*Exercise brief*:
Output each entry exactly; skip nothing.

Position annotation records:
# # #

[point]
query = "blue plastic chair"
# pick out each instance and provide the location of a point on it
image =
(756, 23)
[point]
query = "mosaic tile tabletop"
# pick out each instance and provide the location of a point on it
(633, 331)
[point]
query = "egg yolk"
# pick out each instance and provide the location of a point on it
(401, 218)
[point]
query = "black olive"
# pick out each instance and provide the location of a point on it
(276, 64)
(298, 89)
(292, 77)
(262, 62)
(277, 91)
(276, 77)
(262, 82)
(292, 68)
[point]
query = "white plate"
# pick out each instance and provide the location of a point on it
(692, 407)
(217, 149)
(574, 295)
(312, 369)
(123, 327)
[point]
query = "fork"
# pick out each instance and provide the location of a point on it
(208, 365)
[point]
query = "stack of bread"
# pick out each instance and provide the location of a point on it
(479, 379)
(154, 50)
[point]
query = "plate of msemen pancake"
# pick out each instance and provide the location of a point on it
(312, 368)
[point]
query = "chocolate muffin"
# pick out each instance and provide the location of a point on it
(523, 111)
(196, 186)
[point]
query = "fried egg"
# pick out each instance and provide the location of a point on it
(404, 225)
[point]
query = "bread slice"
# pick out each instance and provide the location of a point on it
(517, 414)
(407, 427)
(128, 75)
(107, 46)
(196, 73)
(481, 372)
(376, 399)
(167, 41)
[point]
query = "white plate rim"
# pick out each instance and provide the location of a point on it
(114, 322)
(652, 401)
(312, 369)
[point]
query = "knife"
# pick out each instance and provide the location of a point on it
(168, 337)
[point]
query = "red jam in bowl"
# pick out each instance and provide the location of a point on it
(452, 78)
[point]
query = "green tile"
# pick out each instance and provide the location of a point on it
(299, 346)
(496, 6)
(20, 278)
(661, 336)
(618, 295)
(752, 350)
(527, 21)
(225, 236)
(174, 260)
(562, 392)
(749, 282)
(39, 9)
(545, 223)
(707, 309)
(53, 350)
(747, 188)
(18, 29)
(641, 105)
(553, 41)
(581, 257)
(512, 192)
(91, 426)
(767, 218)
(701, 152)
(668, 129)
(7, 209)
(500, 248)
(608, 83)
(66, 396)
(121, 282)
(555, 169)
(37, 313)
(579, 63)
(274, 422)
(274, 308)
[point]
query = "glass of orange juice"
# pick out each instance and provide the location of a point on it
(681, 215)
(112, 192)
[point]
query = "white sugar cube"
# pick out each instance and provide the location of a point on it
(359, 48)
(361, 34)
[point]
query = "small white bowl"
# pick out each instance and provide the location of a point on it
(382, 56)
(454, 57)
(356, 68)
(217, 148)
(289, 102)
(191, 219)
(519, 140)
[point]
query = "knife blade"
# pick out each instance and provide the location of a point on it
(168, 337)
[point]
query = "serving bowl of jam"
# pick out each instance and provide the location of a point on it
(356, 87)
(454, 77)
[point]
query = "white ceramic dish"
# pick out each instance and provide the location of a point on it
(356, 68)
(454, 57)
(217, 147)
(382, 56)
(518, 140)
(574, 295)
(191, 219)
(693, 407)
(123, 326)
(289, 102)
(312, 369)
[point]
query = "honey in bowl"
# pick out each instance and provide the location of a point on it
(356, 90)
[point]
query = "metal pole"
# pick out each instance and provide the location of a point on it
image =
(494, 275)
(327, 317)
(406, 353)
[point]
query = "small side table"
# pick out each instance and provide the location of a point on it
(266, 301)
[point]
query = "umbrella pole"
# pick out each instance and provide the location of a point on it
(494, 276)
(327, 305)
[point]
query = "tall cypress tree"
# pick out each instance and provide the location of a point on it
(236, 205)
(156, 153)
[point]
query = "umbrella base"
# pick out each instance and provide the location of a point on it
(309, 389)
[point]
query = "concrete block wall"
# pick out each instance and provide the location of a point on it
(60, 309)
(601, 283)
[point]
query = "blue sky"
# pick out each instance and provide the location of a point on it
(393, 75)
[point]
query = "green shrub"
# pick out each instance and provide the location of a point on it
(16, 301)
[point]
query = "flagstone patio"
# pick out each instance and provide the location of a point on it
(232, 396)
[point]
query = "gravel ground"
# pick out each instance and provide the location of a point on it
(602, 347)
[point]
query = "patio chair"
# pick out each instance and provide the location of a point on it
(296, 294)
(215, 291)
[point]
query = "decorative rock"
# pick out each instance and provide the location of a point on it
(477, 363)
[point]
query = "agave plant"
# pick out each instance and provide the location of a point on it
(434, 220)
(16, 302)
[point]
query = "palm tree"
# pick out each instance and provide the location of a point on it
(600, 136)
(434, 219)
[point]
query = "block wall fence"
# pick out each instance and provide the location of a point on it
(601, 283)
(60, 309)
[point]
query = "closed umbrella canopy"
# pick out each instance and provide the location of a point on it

# # #

*Task result*:
[point]
query = "blue plastic chair"
# pick out each instance and provide the location of a point on it
image =
(756, 23)
[point]
query = "mosaic tile tabletop"
# pick out each instance and provide the location of a point on it
(633, 331)
[point]
query = "egg yolk"
# pick out each instance and provide the location of a point on it
(401, 218)
[point]
query = "black olive"
# pick out each instance and provide the location of a point on it
(276, 64)
(298, 89)
(292, 77)
(262, 62)
(277, 91)
(276, 77)
(262, 82)
(292, 68)
[point]
query = "white plate"
# pick out each instance and provide the location of a point on it
(692, 407)
(217, 149)
(574, 295)
(312, 369)
(123, 327)
[point]
query = "fork"
# pick out each instance and provide the location of a point on it
(208, 365)
[point]
query = "stack of bread"
# pick out each instance and provide the location of a point on it
(479, 379)
(154, 50)
[point]
query = "plate of msemen pancake"
# pick out each instance and provide the location of a point on it
(312, 368)
[point]
query = "chocolate muffin"
# pick out each instance and provide the location of a point on it
(523, 111)
(196, 186)
[point]
query = "fried egg"
# pick out each instance and provide the location of a point on it
(404, 225)
[point]
query = "bread slice"
# pick out each instance and provide the location of a point on it
(517, 414)
(407, 427)
(128, 75)
(107, 46)
(196, 73)
(481, 372)
(376, 399)
(167, 41)
[point]
query = "white plate rim"
# pick out each instance and provide the location of a point on it
(114, 322)
(652, 401)
(312, 369)
[point]
query = "knife"
# pick out each instance and provide the location of a point on it
(168, 337)
[point]
query = "red jam in bowl"
# pick out each instance and provide the location of a point on it
(452, 78)
[point]
query = "green tile"
# pick out each instance and provide the location of a point on it
(299, 346)
(496, 6)
(20, 278)
(661, 336)
(618, 295)
(752, 350)
(527, 21)
(225, 236)
(174, 260)
(562, 392)
(749, 282)
(39, 9)
(545, 223)
(707, 309)
(53, 350)
(747, 188)
(18, 29)
(641, 105)
(553, 41)
(581, 257)
(512, 192)
(91, 426)
(767, 218)
(701, 152)
(668, 129)
(7, 209)
(500, 248)
(608, 83)
(66, 396)
(121, 282)
(555, 169)
(37, 313)
(579, 63)
(274, 422)
(274, 308)
[point]
query = "glass of orange juice"
# pick out each instance and provide the location of a point on it
(681, 215)
(112, 192)
[point]
query = "white sugar cube"
# pick out each instance and provide the location of a point on it
(359, 48)
(361, 34)
[point]
query = "small white bowl"
# pick out each instance and provide the location of a point on it
(382, 56)
(454, 57)
(356, 68)
(217, 148)
(289, 102)
(191, 219)
(519, 140)
[point]
query = "knife blade"
# pick out each instance and provide the location of a point on it
(168, 337)
[point]
query = "serving bowl of jam"
# pick out each instance and provide the location of a point on it
(356, 87)
(454, 77)
[point]
query = "white ceramic dish"
# pick out each instance and provide the location of a point on it
(356, 68)
(454, 57)
(217, 147)
(382, 56)
(518, 140)
(574, 295)
(191, 219)
(693, 407)
(123, 326)
(289, 102)
(312, 369)
[point]
query = "honey in bowl"
# pick out each instance and provide the location of a point on it
(356, 90)
[point]
query = "metal pole"
# pick out each instance and provide the location of a point on it
image =
(494, 275)
(327, 317)
(406, 353)
[point]
query = "small side table"
# pick out each instance and provide the location of a point on it
(266, 301)
[point]
query = "umbrella pole"
# pick out each instance and provide the location of a point on it
(494, 276)
(327, 305)
[point]
query = "tall cypress tree"
# pick out each instance and provide the location of a point on it
(236, 205)
(156, 153)
[point]
query = "umbrella base"
# pick out each instance and provide the location of a point on it
(309, 389)
[point]
query = "concrete block wall"
# pick out each instance and provide the location of a point on it
(60, 309)
(601, 283)
[point]
query = "blue sky"
# pick out each instance and provide the location of a point on it
(393, 75)
[point]
query = "green shrub"
# pick out each instance and provide the location of a point on it
(16, 301)
[point]
query = "flagstone patio"
# pick out each instance and provide the location of a point on it
(232, 396)
[point]
query = "gravel ground"
# pick out each instance and provide the location of a point on it
(602, 347)
[point]
query = "patio chair"
# pick out each instance and provide the location of a point on it
(296, 294)
(215, 291)
[point]
query = "decorative rock"
# pick out each instance and provide the location of a point on it
(477, 363)
[point]
query = "agave plant"
# pick out each instance and provide the location of a point on it
(434, 220)
(16, 302)
[point]
query = "palm tree"
# pick out each instance and provide the location of a point on it
(600, 136)
(434, 219)
[point]
query = "block wall fence"
# pick out each instance and provide the location of a point on it
(601, 283)
(60, 309)
[point]
query = "closed umbrella canopy"
# pick out each instance and provide the location of a point on it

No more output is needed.